Now, when you say "... factorization, in the ring of algebraic
integers", any sensible person would assume that you mean a1,
a2, and a3 are algebraic integers. When you say "one of the a's
is coprime to 5", any sensible person would assume you meant
"coprime to 5 in the algebraic integers". That is CLEARLY what
your paper is about. Any reader of the journal in which it was
published (for a few hours) would assume that. The paper makes
no sense otherwise.
> I repeat, the result "Nora Baron" gave is correct *in the ring of
> algebraic integers* and I now challenge that poster and others in that
> camp to finally and for once concede that I am not arguing against
> that point.
>
Certainly you appear to be accepting what I proved. But then you
must logically also accept that it contradicts what you claim to
have proved in APF.
> Then I'd like, with the permission of "Nora Baron" to explain exactly
> what my proof actually says.
>
Go for it.
> But first I want the poster "Nora Baron" to accept that I am not
> challenging on this specific point.
>
From what you say, we are in agreement on this point.
> That's the first step.
>
> It's up to that poster to respond.
>
Consider it done. Your turn.
Nora B.
Postscript:
I suspect you now want to invoke the ring of "objects".
In the past you have said that the ring of algebraic
integers is somehow "incomplete" and that that is what
leads to the problem with APF. You have said that your
ring of objects is bigger than the ring of algebraic
integers. That is, the ring of objects *contains* the
ring of algebraic integers.

§ **STATED TASK**: Reproduce the passage of the forum post on algebraic integers starting with "In the past" and going on through "of algebraic integers.".

§ **EXTRACTED DATA**:
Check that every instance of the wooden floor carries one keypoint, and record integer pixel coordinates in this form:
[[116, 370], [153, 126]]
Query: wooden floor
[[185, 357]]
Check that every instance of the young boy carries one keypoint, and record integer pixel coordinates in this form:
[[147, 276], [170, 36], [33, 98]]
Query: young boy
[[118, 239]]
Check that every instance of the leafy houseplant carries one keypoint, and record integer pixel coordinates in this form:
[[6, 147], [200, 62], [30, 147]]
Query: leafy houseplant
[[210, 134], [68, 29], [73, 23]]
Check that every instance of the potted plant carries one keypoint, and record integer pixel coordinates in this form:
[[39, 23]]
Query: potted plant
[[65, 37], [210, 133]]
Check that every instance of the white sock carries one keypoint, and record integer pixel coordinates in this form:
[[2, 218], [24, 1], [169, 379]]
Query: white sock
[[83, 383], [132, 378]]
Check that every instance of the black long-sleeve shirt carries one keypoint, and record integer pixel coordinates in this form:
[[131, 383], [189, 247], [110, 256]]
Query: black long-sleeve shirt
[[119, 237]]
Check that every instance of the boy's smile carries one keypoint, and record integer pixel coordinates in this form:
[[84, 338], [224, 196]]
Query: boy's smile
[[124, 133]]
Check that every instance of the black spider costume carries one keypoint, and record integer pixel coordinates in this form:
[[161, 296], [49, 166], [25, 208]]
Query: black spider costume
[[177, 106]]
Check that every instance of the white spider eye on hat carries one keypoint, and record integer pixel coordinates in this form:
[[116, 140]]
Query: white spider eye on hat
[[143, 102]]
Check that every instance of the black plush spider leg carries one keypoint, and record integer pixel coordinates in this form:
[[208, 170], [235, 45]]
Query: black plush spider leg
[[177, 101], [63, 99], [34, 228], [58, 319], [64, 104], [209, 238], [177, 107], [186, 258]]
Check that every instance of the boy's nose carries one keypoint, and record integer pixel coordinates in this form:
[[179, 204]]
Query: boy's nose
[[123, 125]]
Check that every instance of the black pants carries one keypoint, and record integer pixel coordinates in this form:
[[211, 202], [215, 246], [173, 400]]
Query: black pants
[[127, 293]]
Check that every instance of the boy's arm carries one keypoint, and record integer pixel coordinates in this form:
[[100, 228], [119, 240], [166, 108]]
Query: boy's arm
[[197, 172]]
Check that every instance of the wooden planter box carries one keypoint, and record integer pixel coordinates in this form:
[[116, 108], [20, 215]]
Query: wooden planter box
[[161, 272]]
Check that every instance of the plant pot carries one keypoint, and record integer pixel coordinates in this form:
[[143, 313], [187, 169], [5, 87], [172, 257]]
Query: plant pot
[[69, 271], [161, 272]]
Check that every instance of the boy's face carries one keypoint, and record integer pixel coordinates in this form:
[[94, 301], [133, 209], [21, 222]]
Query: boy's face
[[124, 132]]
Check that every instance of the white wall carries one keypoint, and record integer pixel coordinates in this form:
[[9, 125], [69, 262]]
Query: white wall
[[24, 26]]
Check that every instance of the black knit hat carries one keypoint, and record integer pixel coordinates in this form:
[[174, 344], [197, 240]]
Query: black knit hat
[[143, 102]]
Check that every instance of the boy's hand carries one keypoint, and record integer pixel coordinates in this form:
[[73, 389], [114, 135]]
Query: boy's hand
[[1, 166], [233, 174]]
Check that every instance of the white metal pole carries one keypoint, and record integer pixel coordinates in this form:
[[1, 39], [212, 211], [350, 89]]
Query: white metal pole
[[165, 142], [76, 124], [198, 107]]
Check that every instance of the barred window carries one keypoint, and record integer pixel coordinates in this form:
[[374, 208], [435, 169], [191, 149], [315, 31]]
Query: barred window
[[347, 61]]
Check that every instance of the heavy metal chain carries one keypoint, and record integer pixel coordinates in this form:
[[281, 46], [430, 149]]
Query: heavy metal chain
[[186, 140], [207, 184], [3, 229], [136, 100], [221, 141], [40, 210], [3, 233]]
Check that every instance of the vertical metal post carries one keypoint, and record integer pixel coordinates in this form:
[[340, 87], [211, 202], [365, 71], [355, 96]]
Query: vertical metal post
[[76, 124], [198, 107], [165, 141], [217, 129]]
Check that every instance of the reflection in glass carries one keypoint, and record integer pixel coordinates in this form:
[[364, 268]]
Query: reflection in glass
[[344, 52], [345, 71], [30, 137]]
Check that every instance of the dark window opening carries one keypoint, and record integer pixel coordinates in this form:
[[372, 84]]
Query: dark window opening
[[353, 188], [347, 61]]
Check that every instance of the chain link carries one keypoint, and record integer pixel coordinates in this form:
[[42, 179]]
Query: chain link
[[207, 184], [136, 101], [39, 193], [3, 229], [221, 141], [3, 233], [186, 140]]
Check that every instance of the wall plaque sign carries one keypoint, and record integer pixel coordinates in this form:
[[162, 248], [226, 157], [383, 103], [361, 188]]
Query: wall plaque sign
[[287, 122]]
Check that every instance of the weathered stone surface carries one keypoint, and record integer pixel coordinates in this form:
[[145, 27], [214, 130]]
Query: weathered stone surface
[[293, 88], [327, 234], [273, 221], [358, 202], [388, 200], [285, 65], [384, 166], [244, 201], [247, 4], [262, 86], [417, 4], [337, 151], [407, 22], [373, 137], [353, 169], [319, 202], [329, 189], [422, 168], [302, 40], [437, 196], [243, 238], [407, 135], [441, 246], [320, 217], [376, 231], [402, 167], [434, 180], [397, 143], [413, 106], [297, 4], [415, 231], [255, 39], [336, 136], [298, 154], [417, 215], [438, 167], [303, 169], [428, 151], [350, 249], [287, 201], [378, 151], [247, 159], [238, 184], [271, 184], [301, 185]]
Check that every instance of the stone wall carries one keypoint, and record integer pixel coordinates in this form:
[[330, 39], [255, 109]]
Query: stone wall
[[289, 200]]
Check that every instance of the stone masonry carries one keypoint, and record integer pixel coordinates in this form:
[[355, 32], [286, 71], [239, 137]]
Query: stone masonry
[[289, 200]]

§ **RESPONSE BELOW**:
In the past you have said that the ring of algebraic
integers is somehow "incomplete" and that that is what
leads to the problem with APF. You have said that your
ring of objects is bigger than the ring of algebraic
integers. That is, the ring of objects *contains* the
ring of algebraic integers.